What the task asks ▸ Each record must come back unchanged in your answer, stripped of its images.

Region pointing data
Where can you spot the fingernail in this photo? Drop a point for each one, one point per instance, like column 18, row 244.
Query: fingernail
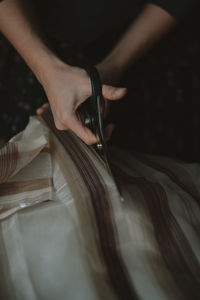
column 119, row 91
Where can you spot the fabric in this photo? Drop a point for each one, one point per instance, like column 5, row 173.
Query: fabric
column 81, row 22
column 76, row 240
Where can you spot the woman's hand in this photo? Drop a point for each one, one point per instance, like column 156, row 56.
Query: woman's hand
column 66, row 88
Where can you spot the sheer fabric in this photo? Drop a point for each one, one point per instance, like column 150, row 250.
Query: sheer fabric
column 65, row 234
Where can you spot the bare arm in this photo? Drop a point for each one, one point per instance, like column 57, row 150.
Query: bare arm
column 150, row 25
column 66, row 87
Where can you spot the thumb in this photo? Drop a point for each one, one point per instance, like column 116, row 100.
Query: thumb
column 113, row 93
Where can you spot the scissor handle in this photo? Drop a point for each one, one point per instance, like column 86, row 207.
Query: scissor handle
column 97, row 99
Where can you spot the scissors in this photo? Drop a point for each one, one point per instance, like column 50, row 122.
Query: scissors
column 90, row 113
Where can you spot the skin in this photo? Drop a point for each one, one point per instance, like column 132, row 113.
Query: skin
column 67, row 87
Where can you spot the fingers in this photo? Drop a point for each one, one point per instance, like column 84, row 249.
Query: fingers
column 73, row 123
column 113, row 93
column 41, row 109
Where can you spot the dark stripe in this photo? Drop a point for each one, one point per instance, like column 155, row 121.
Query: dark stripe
column 116, row 269
column 190, row 189
column 8, row 161
column 174, row 247
column 12, row 188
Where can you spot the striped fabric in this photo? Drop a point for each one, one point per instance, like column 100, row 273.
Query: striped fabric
column 64, row 234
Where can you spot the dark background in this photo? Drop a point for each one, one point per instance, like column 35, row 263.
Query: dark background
column 161, row 113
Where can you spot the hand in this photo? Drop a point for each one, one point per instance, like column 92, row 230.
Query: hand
column 66, row 88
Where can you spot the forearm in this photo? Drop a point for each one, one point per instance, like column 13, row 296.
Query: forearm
column 19, row 28
column 150, row 25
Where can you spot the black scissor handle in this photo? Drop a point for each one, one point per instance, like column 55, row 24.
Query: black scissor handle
column 90, row 110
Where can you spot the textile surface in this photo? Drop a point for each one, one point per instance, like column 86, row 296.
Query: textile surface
column 65, row 234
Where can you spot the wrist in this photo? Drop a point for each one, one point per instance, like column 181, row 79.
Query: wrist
column 48, row 68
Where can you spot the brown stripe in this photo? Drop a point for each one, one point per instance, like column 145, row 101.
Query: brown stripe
column 117, row 273
column 8, row 161
column 187, row 186
column 174, row 247
column 11, row 188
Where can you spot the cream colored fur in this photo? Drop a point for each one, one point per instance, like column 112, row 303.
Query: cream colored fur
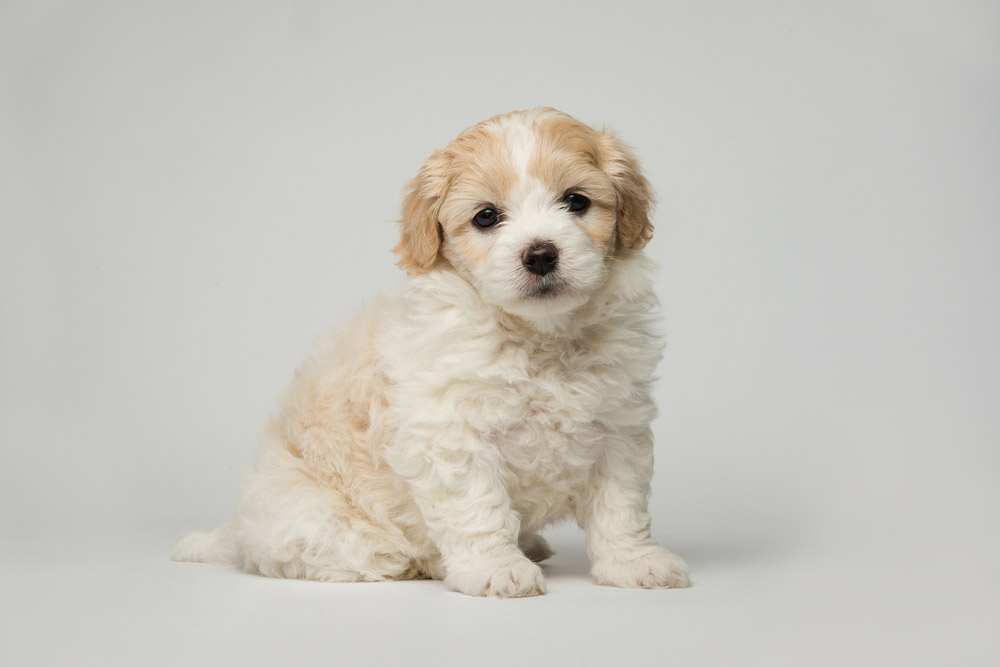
column 438, row 432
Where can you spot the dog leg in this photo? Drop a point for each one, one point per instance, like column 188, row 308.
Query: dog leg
column 461, row 493
column 613, row 511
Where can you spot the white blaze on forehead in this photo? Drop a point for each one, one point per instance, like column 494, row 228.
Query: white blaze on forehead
column 521, row 143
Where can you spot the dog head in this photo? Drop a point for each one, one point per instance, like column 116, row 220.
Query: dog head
column 530, row 207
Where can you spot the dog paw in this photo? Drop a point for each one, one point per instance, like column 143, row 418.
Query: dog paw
column 656, row 569
column 535, row 547
column 518, row 578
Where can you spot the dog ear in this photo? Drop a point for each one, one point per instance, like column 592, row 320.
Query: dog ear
column 420, row 233
column 635, row 194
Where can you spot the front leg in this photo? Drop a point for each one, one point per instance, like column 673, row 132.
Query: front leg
column 458, row 483
column 613, row 511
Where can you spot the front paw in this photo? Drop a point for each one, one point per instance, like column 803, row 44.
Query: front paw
column 516, row 578
column 656, row 569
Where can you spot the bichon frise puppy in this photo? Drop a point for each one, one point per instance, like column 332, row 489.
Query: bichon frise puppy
column 508, row 386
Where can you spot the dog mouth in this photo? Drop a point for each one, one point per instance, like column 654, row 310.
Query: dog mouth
column 545, row 287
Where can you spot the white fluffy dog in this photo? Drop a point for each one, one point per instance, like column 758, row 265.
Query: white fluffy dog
column 508, row 385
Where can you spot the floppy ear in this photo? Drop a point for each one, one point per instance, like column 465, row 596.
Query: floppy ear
column 635, row 195
column 420, row 233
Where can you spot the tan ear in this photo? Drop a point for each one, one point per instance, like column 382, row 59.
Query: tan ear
column 635, row 195
column 420, row 233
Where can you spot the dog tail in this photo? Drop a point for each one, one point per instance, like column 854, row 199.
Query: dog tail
column 215, row 547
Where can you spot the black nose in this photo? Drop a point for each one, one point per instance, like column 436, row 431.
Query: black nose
column 540, row 258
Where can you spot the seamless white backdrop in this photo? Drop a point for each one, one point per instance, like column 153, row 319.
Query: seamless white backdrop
column 189, row 192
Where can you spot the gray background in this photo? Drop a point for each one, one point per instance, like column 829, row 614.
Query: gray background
column 190, row 192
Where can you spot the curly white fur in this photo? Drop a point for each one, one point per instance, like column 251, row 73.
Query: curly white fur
column 447, row 424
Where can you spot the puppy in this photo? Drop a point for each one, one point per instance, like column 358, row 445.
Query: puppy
column 508, row 386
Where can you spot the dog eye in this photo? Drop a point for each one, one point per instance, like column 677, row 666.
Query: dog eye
column 486, row 218
column 576, row 203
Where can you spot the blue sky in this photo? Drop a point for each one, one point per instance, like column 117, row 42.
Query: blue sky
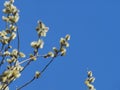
column 94, row 26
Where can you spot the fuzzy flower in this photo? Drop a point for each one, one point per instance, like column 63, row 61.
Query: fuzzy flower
column 37, row 74
column 63, row 51
column 67, row 37
column 37, row 44
column 41, row 29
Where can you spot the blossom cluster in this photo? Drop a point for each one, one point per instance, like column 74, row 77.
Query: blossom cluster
column 11, row 18
column 11, row 57
column 90, row 80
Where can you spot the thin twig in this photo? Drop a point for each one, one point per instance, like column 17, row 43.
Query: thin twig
column 27, row 83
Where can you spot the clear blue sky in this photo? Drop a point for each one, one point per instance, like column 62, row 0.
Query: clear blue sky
column 94, row 26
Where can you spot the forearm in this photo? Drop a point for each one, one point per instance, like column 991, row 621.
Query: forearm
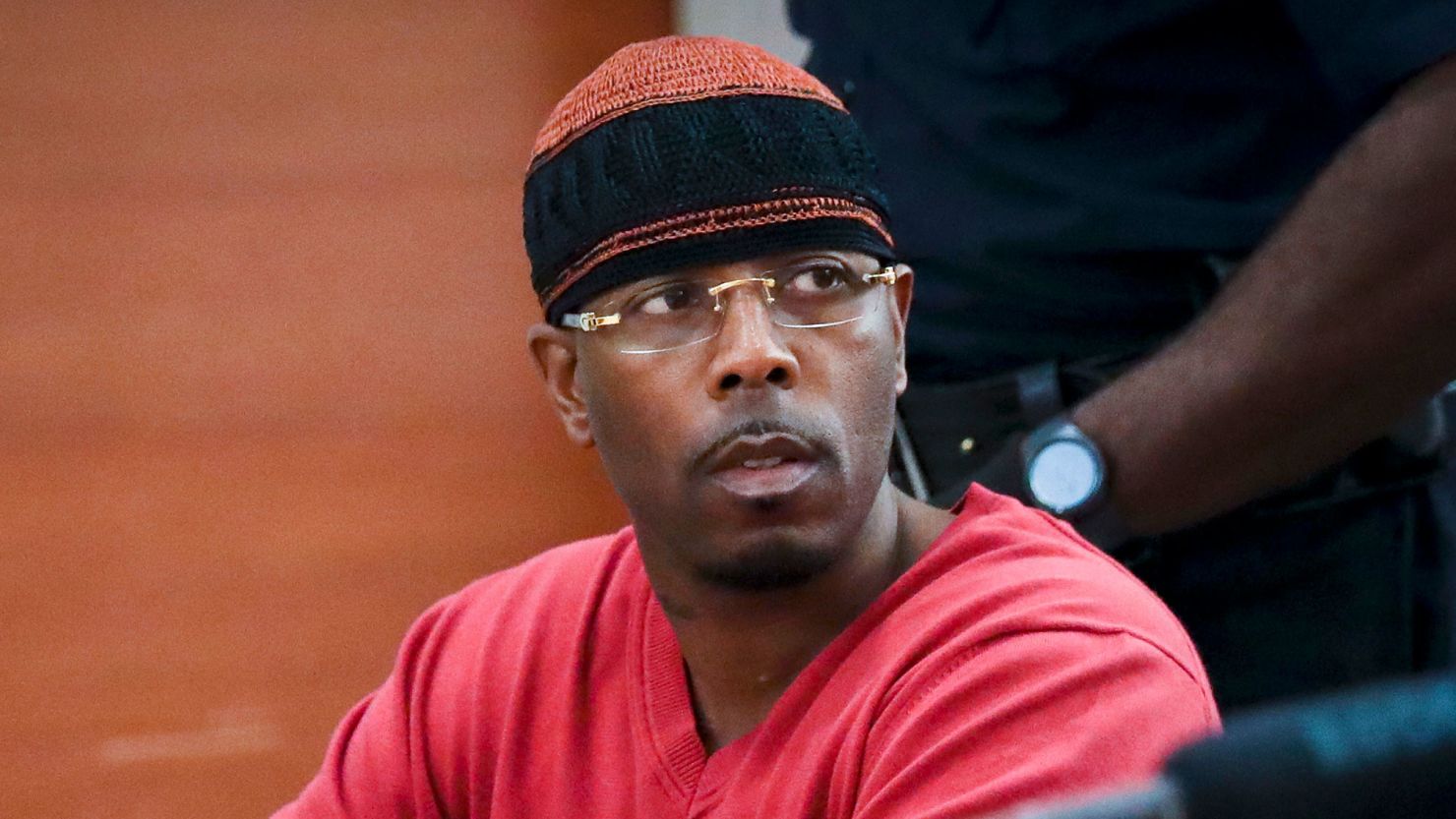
column 1340, row 323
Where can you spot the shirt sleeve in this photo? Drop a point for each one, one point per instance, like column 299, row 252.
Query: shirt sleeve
column 1365, row 50
column 378, row 764
column 1031, row 716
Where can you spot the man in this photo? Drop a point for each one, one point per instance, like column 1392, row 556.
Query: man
column 1231, row 221
column 781, row 631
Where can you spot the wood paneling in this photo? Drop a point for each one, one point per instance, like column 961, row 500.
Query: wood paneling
column 264, row 391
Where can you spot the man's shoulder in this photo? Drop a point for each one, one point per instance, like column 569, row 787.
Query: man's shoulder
column 1003, row 569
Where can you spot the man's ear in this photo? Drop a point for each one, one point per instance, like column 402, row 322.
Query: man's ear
column 903, row 290
column 555, row 352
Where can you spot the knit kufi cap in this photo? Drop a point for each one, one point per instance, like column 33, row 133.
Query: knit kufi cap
column 692, row 150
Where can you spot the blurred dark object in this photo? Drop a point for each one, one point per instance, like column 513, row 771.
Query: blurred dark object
column 1382, row 751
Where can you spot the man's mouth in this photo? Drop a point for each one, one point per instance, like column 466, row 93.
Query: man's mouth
column 761, row 466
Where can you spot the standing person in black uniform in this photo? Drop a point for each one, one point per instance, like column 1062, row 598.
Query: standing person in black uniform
column 1186, row 276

Your response ▸
Where can you spot the fingernail in this photo? Drop a point for each one, one point per instance, like column 18, row 244.
Query: fingernail
column 119, row 91
Where can you spot the fabric in this photo? Drop a point for each one, one point per instance, like column 5, row 173.
Query: fabric
column 81, row 22
column 76, row 240
Where can you spot the woman's hand in this photo? Drop a point for each one, one point per instance, like column 156, row 56.
Query: woman's hand
column 66, row 88
Where can you spot the sheer fabric in this photo? Drop a point for each one, one point per instance, like column 150, row 250.
Query: sheer fabric
column 65, row 234
Where can you spot the bare arm in this photo? Drop a point for each one, one point per instance, like column 57, row 150.
Query: bare arm
column 150, row 25
column 66, row 87
Where can you spot the thumb in this photo? Drop a point for each one, one point per instance, like column 116, row 100.
Query: thumb
column 113, row 93
Where can you spot the scissor handle in this photo? Drop a point for each one, one point per instance, like column 86, row 207.
Query: scissor handle
column 97, row 99
Where can you spot the scissors in this photo? Drop a point for each one, one point per instance, like column 50, row 122.
Query: scissors
column 90, row 113
Where can you spot the skin in this photo? Drop a point for each one, one point per instance, like column 132, row 113.
Query: skin
column 67, row 87
Where can you spot the fingers in this photo? Drop a point for each one, one point per instance, like column 84, row 249.
Query: fingers
column 73, row 123
column 113, row 93
column 41, row 109
Where can you spot the dark stripe in this photo? Drop a point for each one, one point per instance, like column 155, row 121.
Query: dark stripe
column 116, row 269
column 190, row 189
column 8, row 161
column 174, row 247
column 12, row 188
Where can you spot the striped fabric in this photo? Drop a point for each one, one point per instance, like column 100, row 273.
Query: striped fabric
column 64, row 234
Where can you spot the dark background in this photo? Drop a point for each one, one point per instance, like column 35, row 263.
Query: dark background
column 161, row 113
Where can you spot the hand in this photo? Drop a point for each one, one point per instance, like column 92, row 230.
Query: hand
column 66, row 88
Where can you spot the forearm in this photo? Drop a point for each one, one point per instance, like column 13, row 296.
Query: forearm
column 19, row 28
column 150, row 25
Where can you spot the black scissor handle in this photo? Drop a point for each one, one point per instance, like column 55, row 24.
Query: black scissor handle
column 90, row 110
Where can you spot the textile surface in this photo? Drop a point for each one, one point per instance, like column 86, row 296.
Query: textile surface
column 65, row 234
Where can you spot the wrist in this photo? Drop a point for each one, one point per instance, like column 181, row 79.
Query: wrist
column 48, row 68
Where can you spot the brown stripe in this photo? Drop a point for each one, one point per instance, like column 145, row 101.
Query: brown stripe
column 117, row 273
column 8, row 161
column 187, row 186
column 174, row 247
column 11, row 188
Where can you spot the cream colored fur in this photo? Drop a point for each one, one point per instance, like column 112, row 303.
Query: cream colored fur
column 438, row 432
Where can you spot the dog leg in this photo? Drop a point for each one, one point per instance, like column 188, row 308.
Query: dog leg
column 461, row 493
column 613, row 511
Where can you spot the white blaze on forehead in this photo? Drop a point for each one, one point per instance, like column 494, row 228.
Query: white blaze on forehead
column 521, row 143
Where can you spot the dog head in this photo? Drop a point for each one, one point per instance, like column 116, row 220.
Query: dog head
column 530, row 207
Where can you spot the dog paw in this photo? Drop a point for each one, one point per instance, like column 143, row 418.
Query: dog paw
column 656, row 569
column 535, row 547
column 518, row 578
Where can you spot the dog ear in this photo? Drop a point for each one, one point per instance, like column 592, row 320.
Query: dog ear
column 420, row 233
column 635, row 194
Where can you spot the front leg in this photo? Drop a point for each one, one point per instance, like column 673, row 132.
Query: front leg
column 458, row 483
column 613, row 511
Where can you spot the front paw in this photo? Drop a point for each one, one point per instance, like column 803, row 44.
Query: front paw
column 516, row 578
column 656, row 569
Where can you spot the bichon frise puppy in this photo? Drop a point for each one, one point per instance, like column 332, row 489.
Query: bichon frise puppy
column 508, row 386
Where can you spot the dog mouth in this photo? Drop a point for each one, one point per instance, like column 654, row 310.
Query: dog mouth
column 545, row 287
Where can you spot the white fluffy dog in this photo? Drop a point for each one, one point per instance, like column 758, row 265.
Query: white fluffy dog
column 508, row 385
Where can you spot the floppy ear in this photo? Drop a point for each one, one point per instance, like column 465, row 596.
Query: floppy ear
column 635, row 195
column 420, row 233
Where can you spot the tan ear in this photo? Drop a point for each one, one point per instance, like column 382, row 59.
Query: tan ear
column 635, row 195
column 420, row 233
Where can you spot the dog tail in this photo? Drop a point for each one, one point per instance, like column 854, row 199.
Query: dog tail
column 215, row 547
Where can you spot the black nose in this photo? Drop a point for each one, one point per instance, like column 436, row 431.
Query: black nose
column 540, row 258
Where can you spot the seamless white backdrop in this photo? Drop a point for each one, one point per instance, like column 153, row 319.
Query: seamless white backdrop
column 189, row 192
Where can you spot the gray background in this photo? Drop a point for each one, one point per instance, like column 829, row 614.
Query: gray background
column 190, row 192
Where can you spot the curly white fur in this photo? Drop a point for each one, one point per instance, like column 251, row 73.
Query: curly white fur
column 447, row 424
Where can you spot the puppy in this photo? Drop a point for each one, one point per instance, like column 358, row 445.
Query: puppy
column 508, row 386
Where can you spot the dog eye in this photo? Drop a point for each one, one point per instance, like column 677, row 666.
Query: dog eye
column 486, row 218
column 576, row 203
Where can you spot the blue sky in this photo? Drop a point for each one, one point per instance, like column 117, row 42.
Query: blue sky
column 94, row 26
Where can you spot the fuzzy flower in this photo? Drop a point for each one, one point per instance, like column 63, row 61.
Query: fuzzy flower
column 37, row 74
column 63, row 51
column 67, row 37
column 37, row 44
column 41, row 29
Where can you spot the blossom cluster in this photo? Drop a point for each one, one point per instance, like column 74, row 77.
Query: blossom cluster
column 11, row 18
column 11, row 57
column 90, row 80
Where can you spot the thin twig in this photo? Drop a point for each one, one point per instance, like column 17, row 43.
Query: thin twig
column 27, row 83
Where can you spot the clear blue sky in this photo? Drop a point for each one, one point per instance, like column 62, row 0.
Query: clear blue sky
column 94, row 26
Where can you spot the forearm in this photo? Drop a point for each one, one point per instance, like column 991, row 621.
Query: forearm
column 1340, row 323
Where can you spot the shirt sleeve in this photo? Drop a point for each one, one point per instance, like column 299, row 252.
Query: shirt sleeve
column 1365, row 50
column 378, row 764
column 1031, row 716
Where can you spot the man in this photo? Drop a point for each one, one point per instance, like column 1392, row 556.
Query: man
column 1231, row 221
column 781, row 631
Where can you spot the wood paneling in this photo? Drop a point for each one, one point per instance, like column 961, row 500.
Query: wood paneling
column 264, row 391
Where can you spot the man's shoulder in this photo? Drop a point for each one, one point per instance, like column 569, row 787.
Query: man's shoulder
column 1003, row 569
Where can you spot the man's ear in this photo? Drop a point for each one, one point per instance, like column 402, row 322.
Query: man's ear
column 903, row 290
column 555, row 352
Where can you spot the knit kufi cap in this photo? Drop a point for each one, one point per instance, like column 33, row 133.
Query: knit kufi cap
column 692, row 150
Where can you spot the blurred dark object in this photo? Drop a point for each one, one point per instance, like column 513, row 771.
Query: blurred dark object
column 1382, row 751
Where can you spot the man's mouth in this photo? Drop a point for each one, one point per instance, like column 466, row 93.
Query: man's mouth
column 761, row 466
Where can you spot the standing person in black uniform in this photo? Drop a point for each one, one point per instance, like column 1062, row 598.
Query: standing person in black uniform
column 1186, row 276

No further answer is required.